== Task instructions ==
Repeat the full listing, word for word.

== Exercise materials ==
· · · · · · ·

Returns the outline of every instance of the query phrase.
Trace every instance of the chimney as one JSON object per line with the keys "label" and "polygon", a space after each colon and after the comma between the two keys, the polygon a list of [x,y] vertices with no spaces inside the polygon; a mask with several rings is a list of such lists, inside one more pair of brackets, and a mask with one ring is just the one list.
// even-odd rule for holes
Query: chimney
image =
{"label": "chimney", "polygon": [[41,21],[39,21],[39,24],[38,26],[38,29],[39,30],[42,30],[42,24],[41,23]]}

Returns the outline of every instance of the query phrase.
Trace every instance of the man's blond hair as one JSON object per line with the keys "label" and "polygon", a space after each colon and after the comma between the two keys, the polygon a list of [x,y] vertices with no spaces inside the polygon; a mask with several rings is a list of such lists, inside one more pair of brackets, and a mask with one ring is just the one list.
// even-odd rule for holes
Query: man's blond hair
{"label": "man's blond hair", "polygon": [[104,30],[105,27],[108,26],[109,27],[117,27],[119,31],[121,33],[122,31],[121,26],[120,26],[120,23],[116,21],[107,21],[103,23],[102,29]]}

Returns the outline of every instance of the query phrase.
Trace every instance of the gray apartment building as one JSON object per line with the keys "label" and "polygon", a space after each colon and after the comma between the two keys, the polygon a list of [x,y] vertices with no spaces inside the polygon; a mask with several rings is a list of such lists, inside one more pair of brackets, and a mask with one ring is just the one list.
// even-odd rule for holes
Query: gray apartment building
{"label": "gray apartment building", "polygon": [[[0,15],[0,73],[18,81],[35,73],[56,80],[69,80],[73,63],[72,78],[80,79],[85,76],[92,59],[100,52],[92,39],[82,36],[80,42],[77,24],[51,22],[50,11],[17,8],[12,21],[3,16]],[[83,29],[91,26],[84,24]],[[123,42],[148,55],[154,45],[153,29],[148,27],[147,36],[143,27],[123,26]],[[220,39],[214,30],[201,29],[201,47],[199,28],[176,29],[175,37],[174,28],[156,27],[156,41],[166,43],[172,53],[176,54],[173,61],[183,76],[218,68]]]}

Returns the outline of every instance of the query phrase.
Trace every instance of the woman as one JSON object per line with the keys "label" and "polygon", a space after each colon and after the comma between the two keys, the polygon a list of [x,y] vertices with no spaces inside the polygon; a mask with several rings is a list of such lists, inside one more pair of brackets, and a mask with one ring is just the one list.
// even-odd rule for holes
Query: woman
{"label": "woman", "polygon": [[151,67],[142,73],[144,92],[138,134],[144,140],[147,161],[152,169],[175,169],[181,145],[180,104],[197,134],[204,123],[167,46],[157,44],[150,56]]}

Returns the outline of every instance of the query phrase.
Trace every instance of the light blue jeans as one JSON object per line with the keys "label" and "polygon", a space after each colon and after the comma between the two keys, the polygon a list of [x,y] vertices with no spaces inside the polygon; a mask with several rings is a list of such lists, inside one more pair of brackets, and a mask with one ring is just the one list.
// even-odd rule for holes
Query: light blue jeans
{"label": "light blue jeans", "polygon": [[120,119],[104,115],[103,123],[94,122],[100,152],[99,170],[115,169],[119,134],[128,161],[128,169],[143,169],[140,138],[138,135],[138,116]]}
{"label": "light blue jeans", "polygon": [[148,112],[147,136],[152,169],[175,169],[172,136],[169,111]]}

· · · · · · ·

== Completed task ==
Returns the outline of every instance of the query phrase.
Trace every instance of the chimney as one JSON object per line with the keys "label" and "polygon", a space after each colon and after the comma between the two keys, the polygon a list of [x,y] vertices with no spaces inside the polygon; a mask with several rings is a list of such lists, inside one more pair of brackets, and a mask with one ring is just the one list.
// even-odd rule for holes
Query: chimney
image =
{"label": "chimney", "polygon": [[41,21],[39,21],[39,24],[38,26],[38,29],[39,30],[42,30],[42,24],[41,23]]}

Returns the outline of every instance of the query phrase.
Trace every instance of the man's blond hair as one JSON object per line with the keys "label" and "polygon", a space after each colon and after the comma between the two keys, the polygon a list of [x,y] vertices with no spaces inside the polygon; a mask with several rings is a list of such lists, inside one more pair of brackets, and a mask with one ring is just the one list.
// even-odd rule for holes
Query: man's blond hair
{"label": "man's blond hair", "polygon": [[104,30],[105,27],[108,26],[109,27],[117,27],[119,31],[121,33],[122,31],[121,26],[120,26],[120,23],[116,21],[107,21],[103,23],[102,29]]}

Returns the outline of every instance of the query phrase.
Trace every instance of the gray apartment building as one JSON object per line with the keys "label" and "polygon", a space after each colon and after the comma between the two keys, the polygon a list of [x,y] vertices with no spaces inside the polygon; a mask with several rings is a list of such lists, inside one more pair of brackets, and a mask with one ring is just the one list.
// even-odd rule for holes
Query: gray apartment building
{"label": "gray apartment building", "polygon": [[[0,15],[0,73],[18,81],[35,73],[56,80],[69,80],[73,63],[72,78],[80,79],[85,76],[92,59],[100,52],[92,39],[82,36],[80,42],[77,24],[51,22],[50,11],[17,8],[12,21],[3,16]],[[83,29],[91,26],[84,24]],[[123,42],[148,55],[154,45],[153,29],[148,27],[147,36],[143,27],[123,26]],[[220,39],[214,30],[201,29],[201,47],[199,28],[176,29],[175,37],[174,28],[156,27],[156,41],[166,43],[172,53],[176,54],[173,61],[183,76],[218,68]]]}

Returns the outline of every instance of the query phrase.
Trace every instance of the woman as one JSON object per line with the keys "label" and "polygon", a space after each colon and after the comma between the two keys, the polygon a list of [x,y] vertices with no spaces inside the polygon; a mask with several rings is a list of such lists, inside one more pair of brackets, and a mask with one ring is just the one list.
// even-odd rule for holes
Query: woman
{"label": "woman", "polygon": [[151,67],[142,73],[144,92],[138,134],[144,140],[147,161],[152,169],[175,169],[181,145],[180,104],[197,134],[204,123],[167,46],[157,44],[150,56]]}

Returns the outline of every instance of the query phrase.
Trace every instance of the light blue jeans as one JSON object per line with the keys "label" and "polygon", a space after each colon and after the comma between the two keys, the polygon a list of [x,y] vertices with no spaces inside the polygon; a mask with several rings is a list of such lists, inside one more pair of brackets, and a mask with one ring is just the one list.
// even-odd rule for holes
Query: light blue jeans
{"label": "light blue jeans", "polygon": [[120,119],[104,115],[103,123],[94,122],[100,152],[99,170],[115,169],[119,134],[128,161],[128,169],[143,169],[140,138],[138,135],[138,116]]}
{"label": "light blue jeans", "polygon": [[148,112],[147,136],[152,169],[175,169],[172,136],[169,111]]}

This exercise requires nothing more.